Excerto selecionado.
━━━━━━━━━━━━━━━━━━━━

Cinquenta anos depois: O desporto nacional é propaganda política. As federações controladas por comissários disfarçados de dirigentes. Os atletas sem apoio, sem estádios e sem planos.
Cinquenta anos depois: O meio ambiente é saqueado por madeireiros chineses e empresas de elite. Os rios secos, as florestas devastadas, os mangais convertidos em resorts privados. As áreas de conservação entregues a milionários estrangeiros.
Os camaradas de ontem transformaram-se nos saqueadores de hoje. A juventude sobrevive de biscates ou seja, de nhonguismo, esquemas e migração. Os heróis da luta foram esquecidos ou falsificados em discursos convenientes. A imprensa, onde não é perseguida, foi comprada. Os intelectuais calaram-se, salvo raras excepções. E as escolas públicas tornaram-se fábricas de iliteracia programada e fábricas de ignorância funcional. A cultura virou cartaz eleitoral. O desporto serve de fotografia para ministros. As lagoas e regádios secaram. As florestas desapareceram. E a fome voltou — só que agora elegante, disfarçada de inflação.

━━━━━━━━━━━━━━━━━━━━

Bloco de dados.
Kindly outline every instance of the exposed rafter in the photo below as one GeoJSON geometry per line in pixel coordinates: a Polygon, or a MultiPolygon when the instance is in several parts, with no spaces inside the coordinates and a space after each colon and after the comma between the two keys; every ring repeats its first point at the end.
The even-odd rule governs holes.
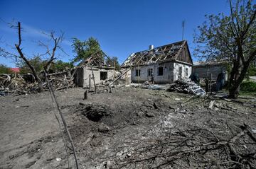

━━━━━━━━━━━━━━━━━━━━

Objetivo do exercício.
Transcreva na íntegra e sem qualquer alteração o excerto selecionado apresentado acima.

Resultado da tarefa.
Cinquenta anos depois: O desporto nacional é propaganda política. As federações controladas por comissários disfarçados de dirigentes. Os atletas sem apoio, sem estádios e sem planos.
Cinquenta anos depois: O meio ambiente é saqueado por madeireiros chineses e empresas de elite. Os rios secos, as florestas devastadas, os mangais convertidos em resorts privados. As áreas de conservação entregues a milionários estrangeiros.
Os camaradas de ontem transformaram-se nos saqueadores de hoje. A juventude sobrevive de biscates ou seja, de nhonguismo, esquemas e migração. Os heróis da luta foram esquecidos ou falsificados em discursos convenientes. A imprensa, onde não é perseguida, foi comprada. Os intelectuais calaram-se, salvo raras excepções. E as escolas públicas tornaram-se fábricas de iliteracia programada e fábricas de ignorância funcional. A cultura virou cartaz eleitoral. O desporto serve de fotografia para ministros. As lagoas e regádios secaram. As florestas desapareceram. E a fome voltou — só que agora elegante, disfarçada de inflação.